• READING PASSAGE:
►

# Questions about the OPP



## dangles (27 Aug 2012)

Hey there,

I realize perhaps this is not the best forum for asking these questions, but I assume some of you may know the answers I am looking for. I just have a couple specific questions regarding the service. So I am going into my last year of University and although I will probably do grad school (hopefully), I have been considering a career with the OPP as an officer for a while. 

1) Because it is a provincial service, I assume that their specialized units will include more members, and will also have a much greater scope than a normal city department? I ask this because I'm really interested in detective work and I am just wondering if the OPP is the way to go, or if infact city police have an equivalent or even greater amount of need for a detective, or other special units like K9.

2) Can anyone speculate on their hiring forecast for the next 3-5 years?

3) Aside from volunteer work and being in the reserves, are there any courses or such that will help me be a more successful candidate during the recruiting process?

4) Although this is a long way away, how likely is a recruit to get posted to an area like Barrie or Petawawa as opposed to way up north in Pickle Lake? I understand the service spans all of Ontario, and I actually think I would kind of enjoy a couple years out in Pickle Lake or the equivalent as a recruit starting out. However, if I could get a town closer to my own that would probably be best in terms of keeping friends and family close - just wondering how likely it is for a recruit to get a posting near or around the GTA?

Thank you all for the help.


----------



## Canadian.Trucker (27 Aug 2012)

While I'm not an expert I'll lend my opinion since I've gone through part of the OPP's recruiting process, unfortunately I was deemed to be not competitive enough, but that's neither here nor there.

The biggest thing I can comment on is things you can do to make yourself successful.  Education is definitely important, but more than that the desire to improve yourself and achieve is something they look for.  If you're constantly taking different classes or courses that improve your knowledge, physical fitness etc they will look on that favourably.  Having leadership experience is also a benefit.

As for your posting the OPP will send you where your needed, but if you get a duration posting (Pickle Lake) and do it willingly with a smile, once your duration is up you can usually get the posting you want or at least near to it after that.  If you want to be around the GTA though, why not go for a police service that is there?  York, Peel, Durham and others will keep you close to the GTA guaranteed where the OPP is not a for sure bet.


----------



## mariomike (27 Aug 2012)

dangles said:
			
		

> 1) Because it is a provincial service, I assume that their specialized units will include more members, and will also have a much greater scope than a normal city department?



According to their website, TPS detectives handle: "Homicide, Hold-Up, Sex Crimes, Fraud, Intelligence, Drugs, Gaming, Organized Crime, Proceeds of Crime, Forensic Identification, Fugitive, Guns and Gangs, Auto Theft, Cargo Theft, Repeat Offender Parole Enforcement and Bail and Parole Reporting."



			
				dangles said:
			
		

> other special units like K9.



TPS has a K9 unit, and other job oportunities:

"The Toronto Police Service is able to provide a multitude of advancement opportunities for its uniform and civilian members, with over 180 uniform and over 300 different civilian job opportunities."

◄

• LISTED ENTRIES:

►

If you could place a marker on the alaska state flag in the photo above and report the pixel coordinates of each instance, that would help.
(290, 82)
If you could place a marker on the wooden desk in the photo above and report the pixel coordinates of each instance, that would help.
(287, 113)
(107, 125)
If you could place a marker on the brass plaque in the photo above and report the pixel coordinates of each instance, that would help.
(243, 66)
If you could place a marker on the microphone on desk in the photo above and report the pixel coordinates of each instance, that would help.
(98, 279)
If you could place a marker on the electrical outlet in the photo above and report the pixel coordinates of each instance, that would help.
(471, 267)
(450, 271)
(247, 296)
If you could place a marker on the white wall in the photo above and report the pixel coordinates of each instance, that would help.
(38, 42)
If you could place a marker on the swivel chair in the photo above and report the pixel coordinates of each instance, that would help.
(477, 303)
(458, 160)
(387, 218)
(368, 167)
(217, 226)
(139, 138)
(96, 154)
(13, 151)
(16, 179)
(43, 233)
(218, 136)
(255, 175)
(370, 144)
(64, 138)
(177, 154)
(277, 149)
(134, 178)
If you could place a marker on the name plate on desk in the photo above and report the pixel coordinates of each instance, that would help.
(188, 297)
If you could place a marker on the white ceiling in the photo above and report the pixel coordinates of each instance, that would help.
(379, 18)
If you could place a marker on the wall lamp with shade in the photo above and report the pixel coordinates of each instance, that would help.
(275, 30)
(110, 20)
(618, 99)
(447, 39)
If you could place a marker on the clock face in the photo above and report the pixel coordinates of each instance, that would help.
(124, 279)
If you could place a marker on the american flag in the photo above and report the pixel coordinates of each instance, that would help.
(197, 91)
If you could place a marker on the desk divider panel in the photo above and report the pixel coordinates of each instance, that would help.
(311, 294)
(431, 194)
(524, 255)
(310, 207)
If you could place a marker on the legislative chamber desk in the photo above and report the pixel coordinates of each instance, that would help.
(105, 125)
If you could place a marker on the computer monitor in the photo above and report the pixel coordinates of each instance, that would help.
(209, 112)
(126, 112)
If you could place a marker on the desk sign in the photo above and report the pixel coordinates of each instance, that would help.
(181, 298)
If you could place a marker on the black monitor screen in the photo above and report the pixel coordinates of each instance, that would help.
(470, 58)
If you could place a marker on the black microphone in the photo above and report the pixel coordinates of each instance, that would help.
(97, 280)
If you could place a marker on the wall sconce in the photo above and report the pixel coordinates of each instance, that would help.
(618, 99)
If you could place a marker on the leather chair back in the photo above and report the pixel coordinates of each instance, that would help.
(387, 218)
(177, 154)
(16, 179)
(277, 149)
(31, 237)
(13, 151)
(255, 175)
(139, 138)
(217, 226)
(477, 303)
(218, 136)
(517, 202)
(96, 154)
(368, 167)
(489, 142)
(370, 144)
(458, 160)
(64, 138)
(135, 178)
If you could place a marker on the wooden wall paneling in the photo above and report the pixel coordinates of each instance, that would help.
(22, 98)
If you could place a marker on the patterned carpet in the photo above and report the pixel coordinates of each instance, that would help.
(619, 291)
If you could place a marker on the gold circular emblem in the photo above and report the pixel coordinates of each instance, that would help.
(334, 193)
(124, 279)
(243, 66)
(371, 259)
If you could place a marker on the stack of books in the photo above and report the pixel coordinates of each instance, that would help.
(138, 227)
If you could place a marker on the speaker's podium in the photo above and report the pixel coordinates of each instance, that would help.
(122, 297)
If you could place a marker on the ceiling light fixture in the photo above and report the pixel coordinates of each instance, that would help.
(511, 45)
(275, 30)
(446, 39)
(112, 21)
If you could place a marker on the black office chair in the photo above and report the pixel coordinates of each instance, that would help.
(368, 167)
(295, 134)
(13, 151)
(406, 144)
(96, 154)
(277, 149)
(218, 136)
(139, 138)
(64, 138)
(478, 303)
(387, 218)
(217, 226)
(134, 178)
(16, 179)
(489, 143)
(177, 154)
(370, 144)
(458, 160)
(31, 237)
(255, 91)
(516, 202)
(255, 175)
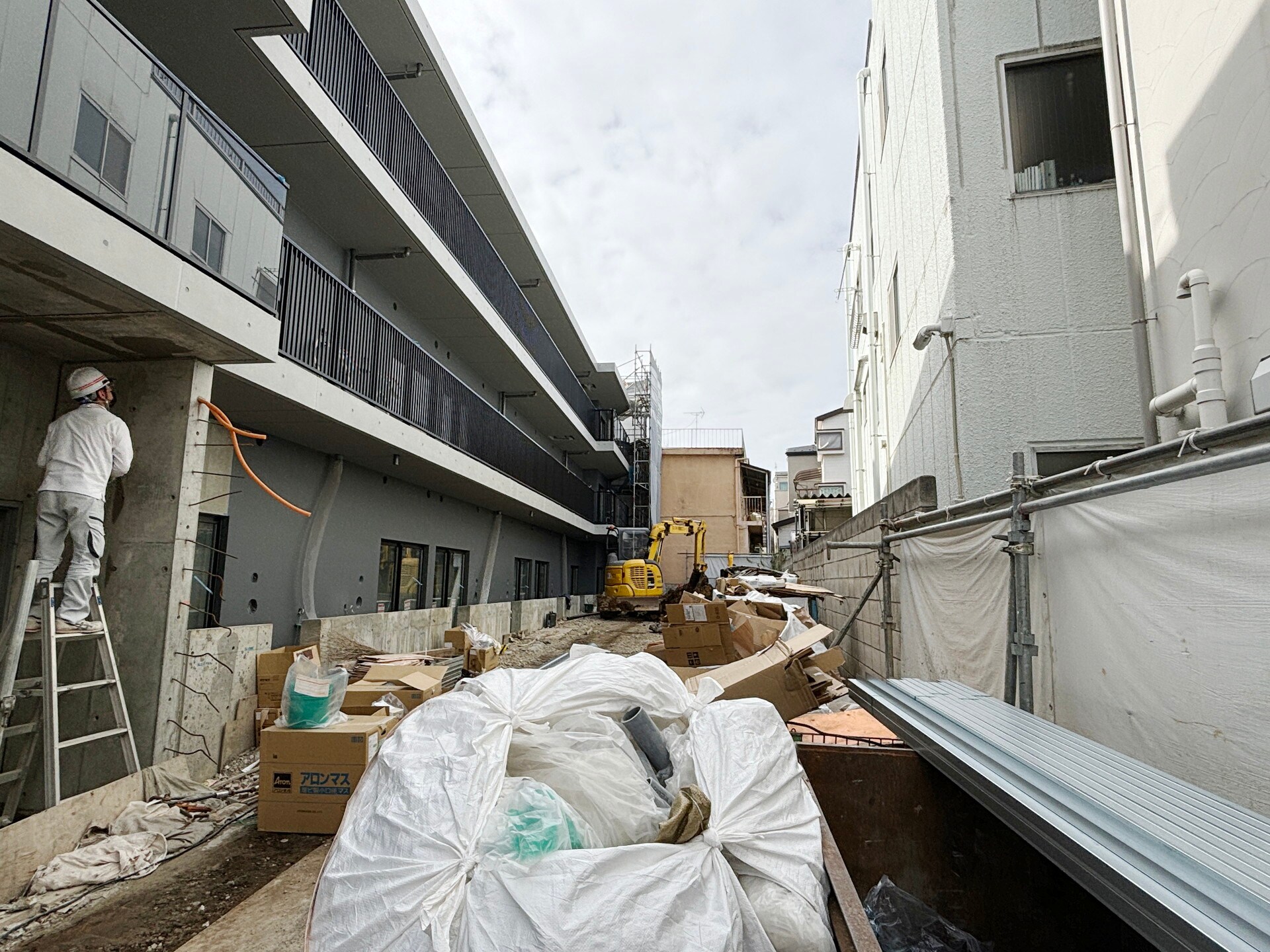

◄

• TASKS AND EXERCISES:
a) From the forum thread about the OPP, translate this sentence into Spanish: "Education is definitely important, but more than that the desire to improve yourself and achieve is something they look for."
b) Using the forum thread about the OPP, answer each question briefly.
(i) How many years ahead does dangles want a hiring forecast to cover?
(ii) Which police services does Canadian.Trucker name as ones that will keep an officer close to the GTA?
(iii) According to the quoted statement from the Toronto Police Service, how many uniform job opportunities does it offer?

• RESULTS FOR THE EXERCISE:
a) La educación es definitivamente importante, pero más que eso, el deseo de superarse y de lograr cosas es algo que buscan.

b)
(i) The next 3-5 years.
(ii) York, Peel and Durham.
(iii) Over 180.